- **GIVEN RECORDS**:
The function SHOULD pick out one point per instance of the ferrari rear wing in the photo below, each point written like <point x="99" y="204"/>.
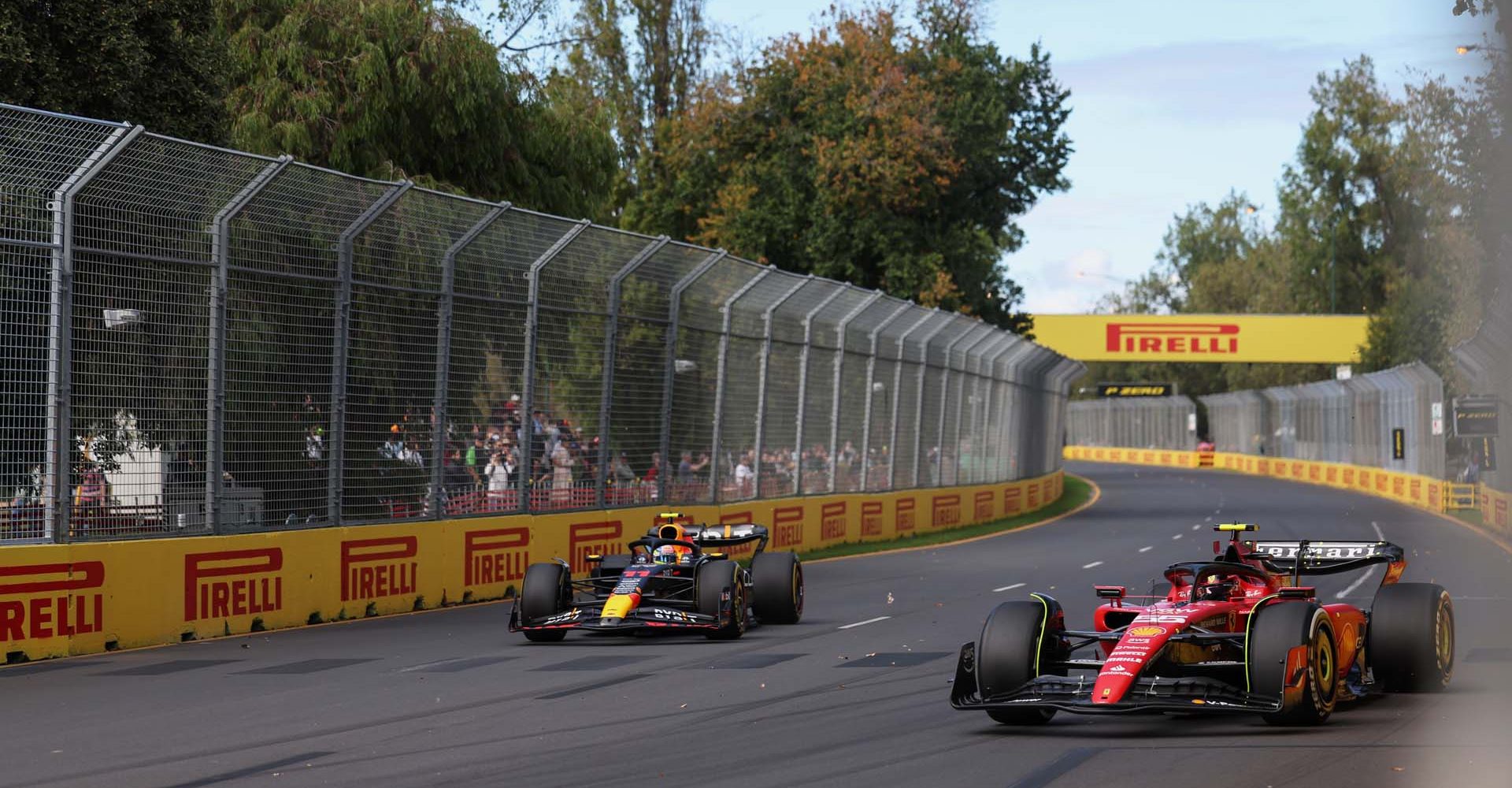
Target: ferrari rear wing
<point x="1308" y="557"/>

--

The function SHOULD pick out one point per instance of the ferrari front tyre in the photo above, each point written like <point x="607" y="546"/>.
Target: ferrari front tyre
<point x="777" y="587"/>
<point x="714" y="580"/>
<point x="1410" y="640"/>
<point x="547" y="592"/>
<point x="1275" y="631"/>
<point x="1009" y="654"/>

- **YOUR GOAL**: Indicate how many lines in the records above include the word "instance", giving no other content.

- **ANSWER TO THE EXERCISE**: 2